▸ **SHORT PROBLEM**
Reproduce verbatim everything from the line containing "# draw the outline of every instance of the distant" down to the line containing "47), (28, 51)]", including both of those lines.

(Collected data entries)

● ● ● ●

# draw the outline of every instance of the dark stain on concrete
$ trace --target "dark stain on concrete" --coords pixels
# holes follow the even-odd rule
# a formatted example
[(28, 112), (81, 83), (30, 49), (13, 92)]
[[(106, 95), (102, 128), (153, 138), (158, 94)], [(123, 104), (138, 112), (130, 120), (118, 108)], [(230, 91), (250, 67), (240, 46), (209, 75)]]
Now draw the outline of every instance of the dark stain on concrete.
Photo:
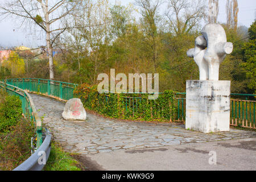
[(146, 152), (154, 152), (154, 151), (165, 151), (168, 150), (167, 148), (152, 148), (152, 149), (143, 149), (143, 150), (133, 150), (126, 151), (125, 152), (129, 154), (144, 153)]
[(209, 151), (205, 151), (205, 150), (197, 150), (197, 149), (195, 149), (194, 148), (190, 148), (190, 147), (187, 147), (185, 148), (175, 148), (175, 149), (180, 151), (180, 153), (187, 153), (188, 151), (192, 151), (194, 152), (204, 154), (209, 154)]
[(256, 141), (242, 141), (237, 143), (218, 143), (217, 145), (226, 148), (239, 148), (251, 151), (256, 151)]

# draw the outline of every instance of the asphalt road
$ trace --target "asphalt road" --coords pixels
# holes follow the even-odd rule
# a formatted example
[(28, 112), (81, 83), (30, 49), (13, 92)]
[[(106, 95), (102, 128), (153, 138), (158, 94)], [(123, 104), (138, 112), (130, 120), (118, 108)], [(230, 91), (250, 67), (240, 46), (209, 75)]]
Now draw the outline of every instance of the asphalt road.
[(88, 169), (93, 170), (254, 171), (256, 138), (118, 150), (82, 158)]

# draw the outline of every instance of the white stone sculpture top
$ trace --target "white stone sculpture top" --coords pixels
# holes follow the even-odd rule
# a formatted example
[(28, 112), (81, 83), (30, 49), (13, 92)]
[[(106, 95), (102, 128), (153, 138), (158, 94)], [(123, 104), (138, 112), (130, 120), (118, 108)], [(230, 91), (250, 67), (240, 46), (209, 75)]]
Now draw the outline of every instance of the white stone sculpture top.
[(218, 80), (220, 65), (233, 51), (233, 44), (226, 42), (223, 27), (218, 23), (205, 25), (195, 40), (195, 48), (187, 52), (199, 68), (200, 80)]

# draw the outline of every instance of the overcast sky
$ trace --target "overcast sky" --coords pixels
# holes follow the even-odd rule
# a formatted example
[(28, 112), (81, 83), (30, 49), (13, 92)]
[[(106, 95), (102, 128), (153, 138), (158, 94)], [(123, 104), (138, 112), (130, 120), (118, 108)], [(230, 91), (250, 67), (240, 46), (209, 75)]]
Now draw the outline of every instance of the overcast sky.
[[(0, 3), (5, 1), (0, 0)], [(120, 2), (121, 5), (126, 5), (129, 3), (134, 3), (135, 0), (109, 1), (112, 4), (114, 4), (115, 2)], [(219, 0), (218, 21), (221, 23), (226, 22), (226, 0)], [(238, 26), (244, 25), (249, 27), (255, 18), (256, 1), (238, 0)], [(0, 46), (10, 47), (23, 45), (29, 47), (45, 46), (43, 35), (36, 31), (35, 28), (27, 28), (24, 26), (20, 27), (18, 24), (10, 18), (0, 22)]]

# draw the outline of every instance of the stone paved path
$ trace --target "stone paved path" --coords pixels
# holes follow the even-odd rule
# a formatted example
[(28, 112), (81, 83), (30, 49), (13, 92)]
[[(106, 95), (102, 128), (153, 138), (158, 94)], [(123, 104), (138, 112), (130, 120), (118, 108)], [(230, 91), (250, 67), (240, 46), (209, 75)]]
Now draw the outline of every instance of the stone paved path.
[(184, 125), (126, 122), (88, 114), (85, 122), (66, 121), (61, 117), (65, 104), (31, 94), (43, 122), (65, 150), (81, 154), (112, 152), (217, 140), (256, 137), (253, 131), (204, 134), (184, 129)]

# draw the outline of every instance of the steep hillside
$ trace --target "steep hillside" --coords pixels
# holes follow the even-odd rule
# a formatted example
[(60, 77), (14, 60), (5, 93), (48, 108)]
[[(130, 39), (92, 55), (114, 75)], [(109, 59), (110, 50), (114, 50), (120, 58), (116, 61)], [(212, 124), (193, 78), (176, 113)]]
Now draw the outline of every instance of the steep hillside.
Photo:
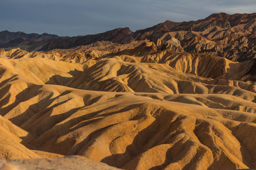
[(145, 41), (0, 56), (0, 157), (33, 159), (7, 165), (256, 167), (253, 60)]
[[(28, 51), (49, 51), (87, 45), (100, 41), (124, 44), (150, 41), (159, 49), (175, 52), (211, 53), (232, 61), (252, 60), (256, 55), (256, 13), (214, 13), (196, 21), (167, 20), (152, 27), (132, 32), (119, 28), (106, 32), (76, 37), (26, 34), (6, 31), (0, 33), (0, 47)], [(2, 35), (2, 36), (1, 36)]]

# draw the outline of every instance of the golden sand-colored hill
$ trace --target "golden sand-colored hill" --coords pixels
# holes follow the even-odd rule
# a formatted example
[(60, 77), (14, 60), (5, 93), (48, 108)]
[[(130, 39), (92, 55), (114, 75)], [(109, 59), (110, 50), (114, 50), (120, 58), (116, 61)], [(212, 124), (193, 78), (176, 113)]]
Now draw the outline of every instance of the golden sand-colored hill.
[(124, 169), (256, 168), (253, 61), (144, 41), (0, 56), (0, 157), (20, 159), (9, 166), (65, 169), (83, 159), (56, 159), (76, 155)]

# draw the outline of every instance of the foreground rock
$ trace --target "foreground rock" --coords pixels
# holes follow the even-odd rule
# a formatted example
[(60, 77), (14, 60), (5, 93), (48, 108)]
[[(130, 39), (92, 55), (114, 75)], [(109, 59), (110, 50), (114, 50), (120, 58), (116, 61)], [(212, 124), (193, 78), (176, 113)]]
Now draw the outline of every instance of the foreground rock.
[(118, 170), (105, 164), (81, 156), (69, 156), (58, 159), (0, 160), (1, 170)]

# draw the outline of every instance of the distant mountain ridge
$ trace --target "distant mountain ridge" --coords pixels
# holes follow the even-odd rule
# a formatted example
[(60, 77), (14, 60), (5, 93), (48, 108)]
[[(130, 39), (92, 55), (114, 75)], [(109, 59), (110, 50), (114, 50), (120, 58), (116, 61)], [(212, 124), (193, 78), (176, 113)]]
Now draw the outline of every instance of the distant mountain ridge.
[(49, 51), (87, 45), (100, 41), (124, 44), (134, 41), (154, 41), (159, 48), (173, 51), (212, 53), (233, 61), (251, 60), (256, 56), (256, 13), (214, 13), (196, 21), (167, 20), (132, 32), (118, 28), (97, 34), (59, 37), (43, 34), (0, 32), (0, 47), (28, 51)]

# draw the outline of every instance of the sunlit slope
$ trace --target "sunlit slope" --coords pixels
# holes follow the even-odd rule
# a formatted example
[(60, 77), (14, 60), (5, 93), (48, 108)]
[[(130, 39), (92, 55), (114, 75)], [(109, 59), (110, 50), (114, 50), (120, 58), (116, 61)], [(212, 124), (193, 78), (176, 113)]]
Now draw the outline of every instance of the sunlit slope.
[(151, 42), (80, 64), (8, 58), (0, 59), (1, 158), (79, 155), (125, 169), (256, 167), (250, 61)]

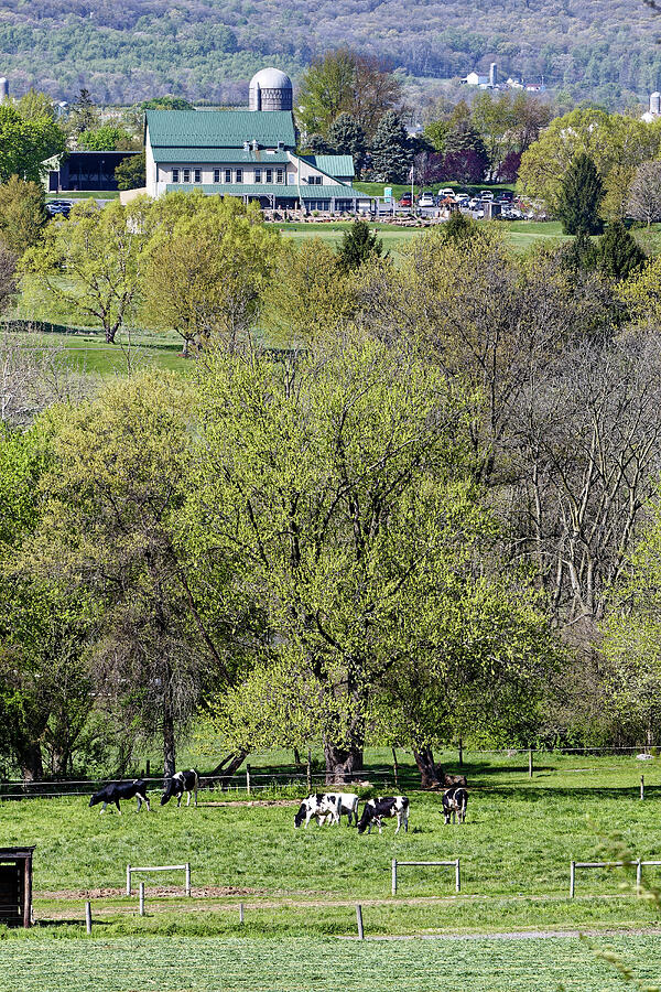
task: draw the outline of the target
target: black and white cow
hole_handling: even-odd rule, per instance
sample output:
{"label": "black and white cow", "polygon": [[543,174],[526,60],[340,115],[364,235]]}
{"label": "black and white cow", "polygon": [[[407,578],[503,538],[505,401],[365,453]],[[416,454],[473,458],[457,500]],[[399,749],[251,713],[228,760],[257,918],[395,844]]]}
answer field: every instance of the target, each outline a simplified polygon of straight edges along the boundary
{"label": "black and white cow", "polygon": [[381,833],[381,820],[383,817],[397,817],[397,830],[404,824],[404,830],[409,830],[409,800],[405,796],[379,796],[378,799],[368,799],[362,809],[362,816],[358,823],[358,833],[371,833],[375,823]]}
{"label": "black and white cow", "polygon": [[199,788],[199,775],[195,768],[188,768],[187,772],[175,772],[165,786],[165,791],[161,796],[161,806],[177,797],[176,808],[178,809],[186,792],[186,806],[191,806],[191,792],[195,796],[195,808],[197,809],[197,789]]}
{"label": "black and white cow", "polygon": [[346,813],[349,826],[358,823],[358,796],[351,792],[314,792],[304,799],[294,817],[294,827],[299,828],[305,821],[305,829],[316,817],[317,823],[326,822],[339,824],[342,815]]}
{"label": "black and white cow", "polygon": [[133,781],[110,781],[105,785],[102,789],[99,789],[98,792],[94,794],[89,800],[89,805],[96,806],[98,802],[102,802],[101,812],[106,812],[108,804],[115,802],[117,811],[121,816],[119,800],[132,799],[133,796],[138,800],[138,812],[140,812],[143,802],[149,812],[150,805],[147,796],[147,783],[142,778],[134,778]]}
{"label": "black and white cow", "polygon": [[443,816],[445,823],[449,823],[451,819],[457,819],[463,823],[466,819],[466,808],[468,806],[468,792],[462,786],[453,786],[443,792]]}

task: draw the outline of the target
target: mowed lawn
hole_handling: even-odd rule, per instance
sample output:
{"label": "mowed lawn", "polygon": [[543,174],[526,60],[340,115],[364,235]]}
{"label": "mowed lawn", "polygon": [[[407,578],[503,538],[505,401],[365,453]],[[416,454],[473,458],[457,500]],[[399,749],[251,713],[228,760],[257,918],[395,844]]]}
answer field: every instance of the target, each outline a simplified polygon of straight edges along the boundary
{"label": "mowed lawn", "polygon": [[[2,942],[0,992],[609,992],[626,988],[598,957],[611,946],[646,988],[659,937],[548,940],[145,939]],[[639,986],[640,988],[640,986]]]}
{"label": "mowed lawn", "polygon": [[189,371],[194,363],[182,357],[182,339],[176,334],[138,332],[118,335],[108,344],[100,331],[82,330],[78,334],[12,332],[12,338],[39,355],[53,355],[57,362],[80,373],[127,375],[144,366]]}
{"label": "mowed lawn", "polygon": [[[507,759],[469,763],[470,799],[463,827],[446,827],[441,797],[415,792],[409,778],[410,829],[397,837],[392,822],[382,835],[359,835],[346,826],[294,830],[294,799],[290,805],[283,805],[286,798],[278,800],[281,805],[246,805],[254,797],[207,791],[201,794],[197,810],[177,810],[173,804],[160,807],[155,791],[150,815],[137,813],[131,802],[121,817],[89,809],[84,796],[7,801],[0,804],[0,837],[2,844],[36,844],[37,916],[57,909],[59,896],[52,894],[63,889],[79,901],[87,889],[116,889],[106,894],[110,902],[105,908],[132,913],[134,899],[127,903],[121,896],[128,863],[188,861],[202,902],[163,907],[167,926],[175,929],[197,927],[195,910],[208,908],[204,902],[208,894],[202,892],[208,886],[223,887],[221,894],[212,893],[209,898],[221,895],[224,905],[235,896],[248,899],[256,932],[350,931],[346,906],[355,901],[373,904],[370,926],[381,934],[655,924],[653,908],[622,891],[622,877],[613,870],[579,872],[577,898],[570,901],[567,895],[571,860],[613,859],[620,842],[633,856],[661,860],[661,768],[657,770],[655,762],[651,768],[644,766],[641,802],[640,764],[632,757],[538,762],[532,780],[521,767],[521,756],[509,765]],[[387,792],[388,784],[377,790]],[[229,805],[209,805],[228,799]],[[451,869],[404,867],[393,899],[392,858],[459,858],[460,895],[455,895]],[[661,873],[646,869],[644,877],[661,881]],[[182,878],[145,881],[153,892],[154,885],[181,885]],[[280,921],[273,903],[282,907]],[[301,904],[307,905],[303,918]],[[185,920],[177,921],[177,908],[186,909]],[[141,924],[158,930],[162,920],[155,915]],[[214,927],[231,931],[234,915],[226,920],[219,914]]]}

● ● ● ●

▸ **FINAL ANSWER**
# draw the outline of every instance of the distant mountain ridge
$ trace --target "distant mountain ridge" --coords pixels
# holes follow the even-odd rule
# a formatted example
[(60, 77), (14, 60), (5, 93), (48, 108)]
[[(130, 39), (92, 55), (114, 75)], [(109, 59), (110, 50), (114, 50), (120, 58), (116, 61)], [(212, 124), (193, 78), (176, 113)]]
Now draw the outline of every instance of the distant mountain ridge.
[(49, 51), (87, 45), (100, 41), (124, 44), (134, 41), (154, 41), (159, 48), (173, 51), (212, 53), (233, 61), (251, 60), (256, 56), (256, 13), (214, 13), (196, 21), (167, 20), (132, 32), (118, 28), (97, 34), (59, 37), (43, 34), (0, 32), (0, 47), (28, 51)]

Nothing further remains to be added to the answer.